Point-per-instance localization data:
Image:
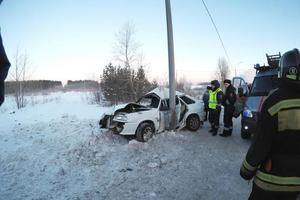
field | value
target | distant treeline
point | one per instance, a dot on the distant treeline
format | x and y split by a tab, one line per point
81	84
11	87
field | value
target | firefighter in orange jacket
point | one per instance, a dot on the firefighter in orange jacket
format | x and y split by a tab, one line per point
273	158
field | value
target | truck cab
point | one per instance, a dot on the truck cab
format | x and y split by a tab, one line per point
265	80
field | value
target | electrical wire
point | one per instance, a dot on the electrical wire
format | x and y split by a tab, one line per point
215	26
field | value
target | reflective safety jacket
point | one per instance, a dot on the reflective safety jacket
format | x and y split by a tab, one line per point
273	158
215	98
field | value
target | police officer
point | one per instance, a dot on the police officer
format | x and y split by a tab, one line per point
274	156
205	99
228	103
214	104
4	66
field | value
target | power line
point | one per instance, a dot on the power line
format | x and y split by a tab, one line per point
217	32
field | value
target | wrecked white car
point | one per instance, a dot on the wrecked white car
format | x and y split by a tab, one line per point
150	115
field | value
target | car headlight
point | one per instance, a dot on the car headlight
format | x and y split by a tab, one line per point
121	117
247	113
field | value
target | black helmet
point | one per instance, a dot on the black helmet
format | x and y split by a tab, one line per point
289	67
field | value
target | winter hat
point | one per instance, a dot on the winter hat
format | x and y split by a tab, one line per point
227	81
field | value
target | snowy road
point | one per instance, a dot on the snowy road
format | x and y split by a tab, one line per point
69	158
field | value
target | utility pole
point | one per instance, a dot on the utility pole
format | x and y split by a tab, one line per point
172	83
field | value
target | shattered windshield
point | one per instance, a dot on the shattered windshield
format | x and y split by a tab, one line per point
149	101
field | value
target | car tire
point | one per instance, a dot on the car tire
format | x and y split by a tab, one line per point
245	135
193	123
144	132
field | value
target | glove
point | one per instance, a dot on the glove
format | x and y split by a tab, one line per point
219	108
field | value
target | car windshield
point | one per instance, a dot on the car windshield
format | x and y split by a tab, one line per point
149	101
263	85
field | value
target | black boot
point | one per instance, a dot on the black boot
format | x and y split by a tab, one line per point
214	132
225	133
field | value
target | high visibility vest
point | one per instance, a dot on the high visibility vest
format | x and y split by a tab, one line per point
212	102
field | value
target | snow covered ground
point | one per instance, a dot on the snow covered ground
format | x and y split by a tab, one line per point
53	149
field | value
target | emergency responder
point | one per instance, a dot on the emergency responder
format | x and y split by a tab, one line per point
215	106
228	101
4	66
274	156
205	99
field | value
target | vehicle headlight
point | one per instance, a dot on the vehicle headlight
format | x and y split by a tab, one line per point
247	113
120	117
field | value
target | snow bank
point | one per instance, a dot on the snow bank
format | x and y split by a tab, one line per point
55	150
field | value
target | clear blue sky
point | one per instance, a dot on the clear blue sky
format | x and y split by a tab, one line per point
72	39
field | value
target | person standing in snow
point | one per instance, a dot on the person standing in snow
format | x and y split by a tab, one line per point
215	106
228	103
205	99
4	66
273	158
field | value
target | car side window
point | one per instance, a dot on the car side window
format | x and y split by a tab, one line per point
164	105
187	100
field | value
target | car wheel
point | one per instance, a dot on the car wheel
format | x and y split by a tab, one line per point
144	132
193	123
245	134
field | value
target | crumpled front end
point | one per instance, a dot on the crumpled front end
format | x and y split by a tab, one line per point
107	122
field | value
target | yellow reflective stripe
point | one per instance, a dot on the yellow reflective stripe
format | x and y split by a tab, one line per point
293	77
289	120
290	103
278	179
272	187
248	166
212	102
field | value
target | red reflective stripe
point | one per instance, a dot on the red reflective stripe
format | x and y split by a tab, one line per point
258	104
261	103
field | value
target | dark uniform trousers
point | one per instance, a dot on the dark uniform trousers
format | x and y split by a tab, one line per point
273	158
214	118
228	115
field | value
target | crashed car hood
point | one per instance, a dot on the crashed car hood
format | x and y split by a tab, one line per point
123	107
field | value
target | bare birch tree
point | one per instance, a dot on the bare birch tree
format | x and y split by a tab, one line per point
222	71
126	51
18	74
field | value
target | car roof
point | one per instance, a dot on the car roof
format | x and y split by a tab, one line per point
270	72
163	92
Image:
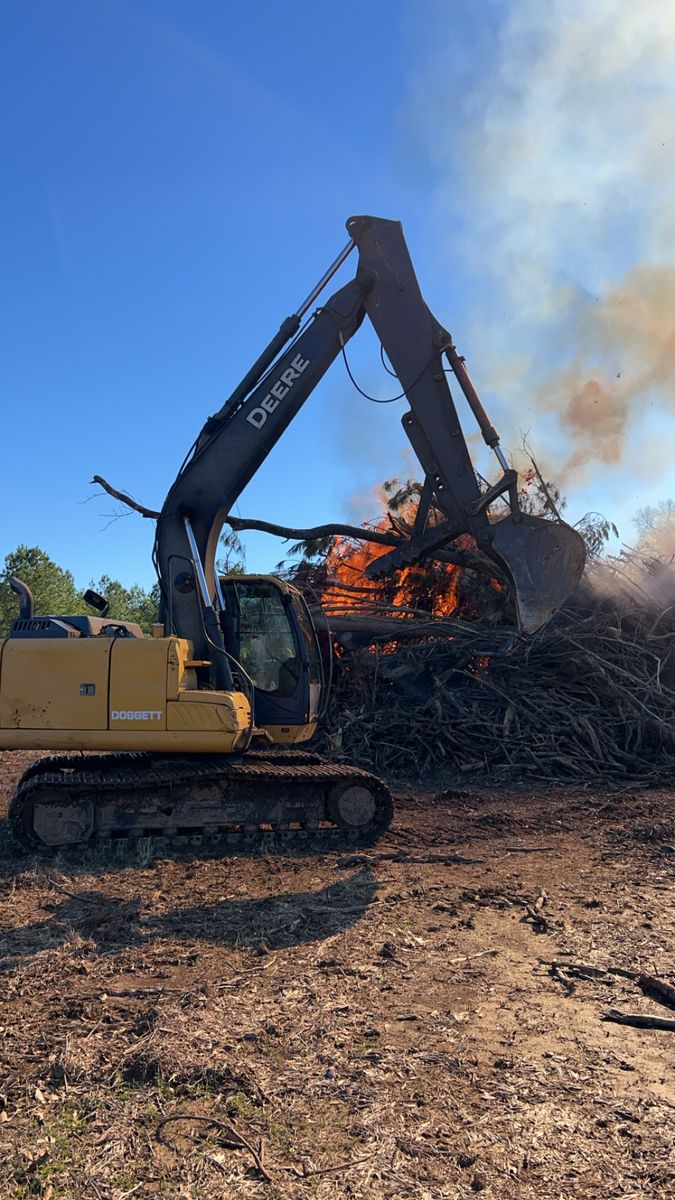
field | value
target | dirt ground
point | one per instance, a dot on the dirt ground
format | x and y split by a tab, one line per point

Task prompt:
Given the records above, return exactly the lines starting at the line containing "point | one per instance, a dot on the power" and ending at the line containing "point | one per instance, a dot on the car headlight", including both.

Task output:
point | one per instance, a dot on the power line
format | x and y split by a tab, one line per point
217	32
field | value
target | wrecked white car
point | one per instance, a dot on the wrecked white car
format | x and y split by a tab, one line per point
150	115
field | value
target | car headlight
point | one per instance, a dot on the car headlight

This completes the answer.